__TASK TO CARRY OUT__. Write out the data again exactly, skipping every picture.

★ ★ ★ ★

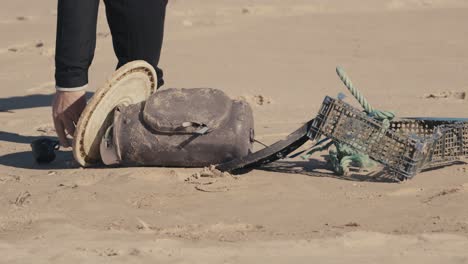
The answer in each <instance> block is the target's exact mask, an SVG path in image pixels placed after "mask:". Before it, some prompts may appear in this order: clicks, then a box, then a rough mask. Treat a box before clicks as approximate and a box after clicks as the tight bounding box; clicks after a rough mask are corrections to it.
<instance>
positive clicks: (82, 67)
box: [55, 0, 99, 91]
mask: <svg viewBox="0 0 468 264" xmlns="http://www.w3.org/2000/svg"><path fill="white" fill-rule="evenodd" d="M98 7H99V0H59V1H58V9H57V38H56V53H55V80H56V85H57V88H58V89H59V90H65V91H73V90H78V89H82V88H83V86H85V85H87V84H88V69H89V66H90V65H91V62H92V60H93V57H94V49H95V47H96V24H97V14H98Z"/></svg>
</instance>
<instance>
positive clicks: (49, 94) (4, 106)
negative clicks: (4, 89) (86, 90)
mask: <svg viewBox="0 0 468 264" xmlns="http://www.w3.org/2000/svg"><path fill="white" fill-rule="evenodd" d="M92 95H93V93H92V92H86V98H88V99H89V98H90V97H91V96H92ZM53 96H54V95H53V94H30V95H25V96H14V97H8V98H0V112H10V113H11V112H13V111H14V110H19V109H28V108H36V107H46V106H50V105H51V103H52V98H53Z"/></svg>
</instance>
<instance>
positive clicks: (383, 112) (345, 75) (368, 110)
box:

★ ★ ★ ★

__ANSWER TO THIS TASK__.
The answer in each <instance> block is the target's exact mask, an SVG path in image pixels placed after "mask:". Before it, some prompts may appear in this order: clicks, then a box, then a rough mask. Treat a box before clicks as approximate and a box after clicks as the tight bounding box; clicks after a rough mask are corrections to it.
<instance>
positive clicks: (82, 67)
box: [55, 0, 99, 91]
mask: <svg viewBox="0 0 468 264" xmlns="http://www.w3.org/2000/svg"><path fill="white" fill-rule="evenodd" d="M98 7H99V0H59V1H58V9H57V38H56V53H55V80H56V85H57V88H58V89H59V90H65V91H73V90H78V89H82V88H83V86H85V85H87V84H88V69H89V66H90V65H91V62H92V60H93V57H94V49H95V47H96V24H97V14H98Z"/></svg>
</instance>
<instance>
positive clicks: (49, 94) (4, 106)
negative clicks: (4, 89) (86, 90)
mask: <svg viewBox="0 0 468 264" xmlns="http://www.w3.org/2000/svg"><path fill="white" fill-rule="evenodd" d="M92 95H93V93H92V92H86V98H88V99H89V98H90V97H91V96H92ZM53 96H54V95H53V94H30V95H25V96H14V97H8V98H0V112H10V113H11V112H13V111H14V110H19V109H28V108H36V107H46V106H50V105H51V103H52V98H53Z"/></svg>
</instance>
<instance>
positive clicks: (383, 112) (345, 75) (368, 110)
box:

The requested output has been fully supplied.